**Aim of the task:** Transcribe each of the entries exactly.
Data for this exercise Block Start
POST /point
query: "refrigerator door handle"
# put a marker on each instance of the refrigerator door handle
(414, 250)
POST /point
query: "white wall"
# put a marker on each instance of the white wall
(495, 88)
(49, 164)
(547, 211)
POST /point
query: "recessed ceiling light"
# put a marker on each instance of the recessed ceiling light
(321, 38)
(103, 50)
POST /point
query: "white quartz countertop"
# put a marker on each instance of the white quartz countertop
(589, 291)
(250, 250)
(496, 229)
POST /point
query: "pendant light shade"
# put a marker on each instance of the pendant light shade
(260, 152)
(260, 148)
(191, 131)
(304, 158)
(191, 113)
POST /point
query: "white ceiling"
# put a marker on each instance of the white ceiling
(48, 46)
Data for this exercise Block End
**Output for this task:**
POST /point
query: "refrigerator door handle"
# put a marker on each instance of the refrigerator door handle
(414, 250)
POST /point
query: "white wall"
# put a marker on each instance of the white wall
(495, 88)
(49, 164)
(547, 211)
POST /point
query: "recessed ceiling light"
# put a marker on each instance of the recessed ceiling light
(321, 38)
(103, 50)
POST /point
query: "white quartz countertop"
# put a marker on each instance of the white quartz countertop
(589, 291)
(250, 250)
(496, 229)
POST /point
query: "pendant light shade"
# put a marker on each instance of the pendant light shade
(260, 152)
(260, 148)
(191, 131)
(304, 158)
(191, 113)
POST /point
query: "white ceiling"
# put a marker on each instance of the white ceiling
(48, 46)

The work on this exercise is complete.